**Problem details:** Please copy the lines verbatim, starting with the line that contains "Spot the sweater" and continuing through the final line.

[Rows from a pointing dataset]
+ + + + +

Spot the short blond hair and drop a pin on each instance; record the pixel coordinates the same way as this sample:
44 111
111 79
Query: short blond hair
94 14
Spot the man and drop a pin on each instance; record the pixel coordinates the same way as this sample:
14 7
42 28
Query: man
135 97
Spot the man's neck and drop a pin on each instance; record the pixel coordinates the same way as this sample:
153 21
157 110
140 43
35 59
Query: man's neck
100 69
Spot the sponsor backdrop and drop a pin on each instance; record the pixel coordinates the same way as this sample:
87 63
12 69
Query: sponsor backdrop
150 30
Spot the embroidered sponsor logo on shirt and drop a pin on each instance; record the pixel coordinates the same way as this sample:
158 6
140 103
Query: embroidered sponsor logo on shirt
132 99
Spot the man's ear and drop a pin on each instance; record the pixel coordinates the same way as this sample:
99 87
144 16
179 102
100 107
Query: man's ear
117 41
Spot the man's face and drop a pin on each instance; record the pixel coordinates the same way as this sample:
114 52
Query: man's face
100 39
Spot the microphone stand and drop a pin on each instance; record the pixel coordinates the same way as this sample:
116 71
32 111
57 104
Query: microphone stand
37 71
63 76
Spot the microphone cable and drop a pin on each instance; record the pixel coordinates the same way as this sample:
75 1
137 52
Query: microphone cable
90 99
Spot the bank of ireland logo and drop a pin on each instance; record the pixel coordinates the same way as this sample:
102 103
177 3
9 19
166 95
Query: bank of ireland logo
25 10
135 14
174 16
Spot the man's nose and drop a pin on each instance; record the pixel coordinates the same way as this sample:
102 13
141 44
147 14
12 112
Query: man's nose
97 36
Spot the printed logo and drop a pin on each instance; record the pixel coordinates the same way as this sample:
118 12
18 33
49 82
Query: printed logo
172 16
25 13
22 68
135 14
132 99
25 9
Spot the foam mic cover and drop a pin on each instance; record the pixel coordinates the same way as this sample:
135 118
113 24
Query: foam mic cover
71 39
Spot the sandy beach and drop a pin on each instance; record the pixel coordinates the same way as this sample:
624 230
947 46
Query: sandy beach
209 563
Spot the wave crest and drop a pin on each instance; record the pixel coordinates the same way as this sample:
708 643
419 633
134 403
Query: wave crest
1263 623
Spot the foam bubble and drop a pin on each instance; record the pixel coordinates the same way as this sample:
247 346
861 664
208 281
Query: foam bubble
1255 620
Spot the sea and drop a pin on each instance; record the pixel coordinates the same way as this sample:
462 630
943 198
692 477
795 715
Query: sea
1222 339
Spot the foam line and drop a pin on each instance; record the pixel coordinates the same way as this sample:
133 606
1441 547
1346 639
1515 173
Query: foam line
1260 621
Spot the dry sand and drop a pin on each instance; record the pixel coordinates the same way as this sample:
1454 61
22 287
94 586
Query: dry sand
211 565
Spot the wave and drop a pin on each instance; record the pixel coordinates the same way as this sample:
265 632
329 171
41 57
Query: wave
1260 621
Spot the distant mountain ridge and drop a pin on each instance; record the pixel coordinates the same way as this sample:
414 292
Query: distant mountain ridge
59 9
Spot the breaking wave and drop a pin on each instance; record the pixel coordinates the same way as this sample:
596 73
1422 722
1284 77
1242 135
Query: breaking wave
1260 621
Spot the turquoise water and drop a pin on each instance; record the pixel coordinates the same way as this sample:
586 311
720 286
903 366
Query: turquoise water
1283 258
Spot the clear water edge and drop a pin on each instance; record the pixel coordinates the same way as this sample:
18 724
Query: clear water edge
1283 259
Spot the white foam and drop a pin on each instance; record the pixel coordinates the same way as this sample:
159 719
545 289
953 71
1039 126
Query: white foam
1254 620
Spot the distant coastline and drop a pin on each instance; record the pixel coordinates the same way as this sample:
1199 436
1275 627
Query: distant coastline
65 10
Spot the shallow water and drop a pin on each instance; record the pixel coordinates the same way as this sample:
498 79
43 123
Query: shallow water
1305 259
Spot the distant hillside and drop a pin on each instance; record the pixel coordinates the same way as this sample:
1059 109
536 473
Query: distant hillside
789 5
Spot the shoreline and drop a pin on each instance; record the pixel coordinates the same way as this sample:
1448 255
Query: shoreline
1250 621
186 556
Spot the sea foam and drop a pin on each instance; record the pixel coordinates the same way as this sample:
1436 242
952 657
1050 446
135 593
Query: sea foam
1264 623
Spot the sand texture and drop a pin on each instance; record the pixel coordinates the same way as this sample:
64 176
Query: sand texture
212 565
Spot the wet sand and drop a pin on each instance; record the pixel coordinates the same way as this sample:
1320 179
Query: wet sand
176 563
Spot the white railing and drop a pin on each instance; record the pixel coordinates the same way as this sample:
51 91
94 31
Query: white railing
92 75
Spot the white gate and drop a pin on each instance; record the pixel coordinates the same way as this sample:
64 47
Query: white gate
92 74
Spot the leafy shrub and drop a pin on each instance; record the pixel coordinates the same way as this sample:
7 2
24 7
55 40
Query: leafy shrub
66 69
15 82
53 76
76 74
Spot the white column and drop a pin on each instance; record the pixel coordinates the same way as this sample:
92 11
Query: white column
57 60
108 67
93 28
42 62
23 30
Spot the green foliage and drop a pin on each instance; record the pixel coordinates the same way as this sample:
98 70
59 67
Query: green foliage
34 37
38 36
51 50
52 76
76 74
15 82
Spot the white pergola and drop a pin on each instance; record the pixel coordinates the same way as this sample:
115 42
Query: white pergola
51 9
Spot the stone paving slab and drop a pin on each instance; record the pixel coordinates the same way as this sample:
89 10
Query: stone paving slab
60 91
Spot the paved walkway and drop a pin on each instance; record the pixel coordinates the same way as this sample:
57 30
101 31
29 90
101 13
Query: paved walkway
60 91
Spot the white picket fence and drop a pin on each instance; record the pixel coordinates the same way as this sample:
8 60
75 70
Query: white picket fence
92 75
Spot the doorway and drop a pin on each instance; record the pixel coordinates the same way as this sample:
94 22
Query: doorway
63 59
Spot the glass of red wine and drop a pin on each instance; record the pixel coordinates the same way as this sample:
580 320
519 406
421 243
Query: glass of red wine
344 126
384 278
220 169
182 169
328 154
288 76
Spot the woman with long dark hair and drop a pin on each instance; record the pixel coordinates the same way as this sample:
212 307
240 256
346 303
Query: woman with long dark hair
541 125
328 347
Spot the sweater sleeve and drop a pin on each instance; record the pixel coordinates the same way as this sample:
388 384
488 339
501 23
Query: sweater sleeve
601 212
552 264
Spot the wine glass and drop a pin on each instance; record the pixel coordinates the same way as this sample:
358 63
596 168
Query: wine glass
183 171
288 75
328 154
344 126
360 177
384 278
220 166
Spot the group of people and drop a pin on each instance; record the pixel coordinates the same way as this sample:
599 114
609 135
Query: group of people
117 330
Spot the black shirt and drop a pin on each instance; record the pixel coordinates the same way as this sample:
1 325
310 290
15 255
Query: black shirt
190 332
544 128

+ + + + +

**Response to this exercise:**
Spot the sweater sleeve and drop a pin on each instance; record the pixel coordinates the same way as this sample:
388 384
488 339
501 23
Query: sweater sleeve
601 212
552 264
Spot the wine glass and drop a pin on each instance; record the pixel coordinates the same way as this sample:
358 63
596 168
Query: wine glass
183 171
288 75
328 154
344 126
360 177
384 278
220 166
Spot the group of people and drop a pin on each instance; record the pixel coordinates the same way as this sample:
599 114
609 135
Query: group of people
117 330
Spot the black shirt and drop a pin on each instance; record the pixel coordinates the same way as this sample:
1 325
310 290
15 255
Query: black shirt
190 332
544 128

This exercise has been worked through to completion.